Liste, sem repetições e na ordem em que aparecem, todos os nomes próprios de lugares citados no texto sobre a Comissão da Verdade.

» **Texto fornecido**

★ ★ ★

Outra coisa é o número de pessoas que poderão integrar a Comissão. O Brasil é imenso… Sete pessoas? Sete notáveis, que vão se perder… Não sabem por onde procurar. Não sabem por onde começar. Sete pessoas pra investigar e promover justiça das coisas que aconteceram num período de 40 anos? Não dá, não dá…
Então, que sejam criadas Comissões da Verdade nos Estados e Municípios. Para levar a uma instância superior as questões que forem analisadas. O que não pode é esse grupo tão pequeno investigar 40 anos.
Sem falar na autonomia financeira que essa Comissão deve ter para poder viajar pelo Brasil afora. Ela está atualmente subordinada ao orçamento da Casa Civil, dependendo da ministra Gleisi Hoffman, que não tem um conhecimento nem um comprometimento muito forte com essa causa. Ela é do Paraná, é uma boa moça, muito simpática e competente em algumas coisas, mas não tem afinidade com a causa. Então, como ela é técnica, eu não sei até que ponto ela vai dar condições de dotação orçamentária a essa Comissão. Então, toda a vez que um integrante precisar de uma passagem, que seja, vai ficar dependente. Por exemplo, convoca uma pessoa para depor que mora lá na Ilha do Marajó ou qualquer outro lugar do Brasil. Até sair a passagem, até o Ministério do Planejamento liberar, vai tempo… O processo de liberação em Brasília não é rápido, é devagar, é burocrático… E a gente se preocupa muito com isso, porque essas dificuldades podem emperrar um bom trabalho da Comissão da Verdade.

★ ★ ★

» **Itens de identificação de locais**
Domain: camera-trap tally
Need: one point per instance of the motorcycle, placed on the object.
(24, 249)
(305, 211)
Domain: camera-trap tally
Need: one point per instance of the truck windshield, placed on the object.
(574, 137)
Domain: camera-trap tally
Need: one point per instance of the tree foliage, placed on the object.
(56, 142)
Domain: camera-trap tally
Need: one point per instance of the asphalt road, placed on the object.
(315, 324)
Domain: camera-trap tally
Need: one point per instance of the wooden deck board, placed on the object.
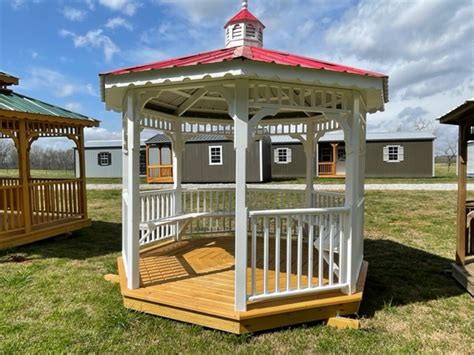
(193, 281)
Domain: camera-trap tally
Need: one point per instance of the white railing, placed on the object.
(161, 204)
(209, 200)
(298, 251)
(155, 205)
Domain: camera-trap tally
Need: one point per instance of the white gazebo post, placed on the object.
(177, 149)
(241, 141)
(131, 191)
(354, 192)
(309, 153)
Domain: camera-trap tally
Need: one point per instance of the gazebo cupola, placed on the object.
(244, 29)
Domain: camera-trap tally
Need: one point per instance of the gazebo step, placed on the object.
(193, 282)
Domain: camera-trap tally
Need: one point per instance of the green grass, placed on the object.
(57, 174)
(54, 298)
(441, 172)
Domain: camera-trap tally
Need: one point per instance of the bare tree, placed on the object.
(422, 124)
(450, 151)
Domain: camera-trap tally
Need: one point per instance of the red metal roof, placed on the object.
(243, 15)
(248, 53)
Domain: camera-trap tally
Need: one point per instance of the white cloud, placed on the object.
(74, 106)
(100, 133)
(128, 7)
(93, 39)
(55, 82)
(90, 4)
(119, 22)
(73, 14)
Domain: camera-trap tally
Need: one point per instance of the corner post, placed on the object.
(464, 128)
(239, 111)
(24, 174)
(82, 172)
(355, 193)
(309, 149)
(131, 191)
(177, 149)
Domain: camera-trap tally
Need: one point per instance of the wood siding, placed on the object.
(196, 168)
(297, 167)
(418, 160)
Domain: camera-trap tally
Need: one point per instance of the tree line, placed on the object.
(41, 158)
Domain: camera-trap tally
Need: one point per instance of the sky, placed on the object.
(58, 47)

★ ★ ★

» **Resposta**
Brasil, Paraná, Ilha do Marajó, Brasília